REQUIRED WORK: Go through the data underneath and report how many lines hold the string "above", giving only the number.

[PROVIDED MATERIAL]

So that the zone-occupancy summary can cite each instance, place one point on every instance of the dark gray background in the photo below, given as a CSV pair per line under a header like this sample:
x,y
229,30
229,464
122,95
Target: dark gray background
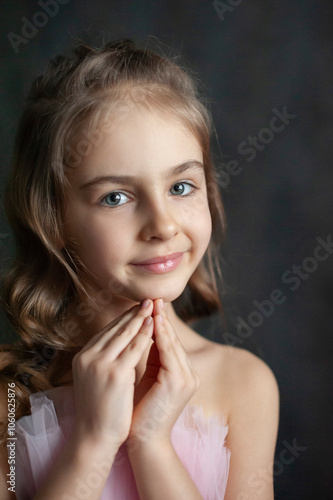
x,y
262,55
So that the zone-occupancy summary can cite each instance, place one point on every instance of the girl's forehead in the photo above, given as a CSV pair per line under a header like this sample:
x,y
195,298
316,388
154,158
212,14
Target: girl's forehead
x,y
133,137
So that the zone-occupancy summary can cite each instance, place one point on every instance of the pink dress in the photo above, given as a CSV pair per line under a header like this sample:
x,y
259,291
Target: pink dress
x,y
198,441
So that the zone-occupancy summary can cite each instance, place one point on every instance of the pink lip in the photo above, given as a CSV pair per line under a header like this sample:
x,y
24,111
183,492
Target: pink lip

[/PROVIDED MATERIAL]

TASK OUTPUT: 3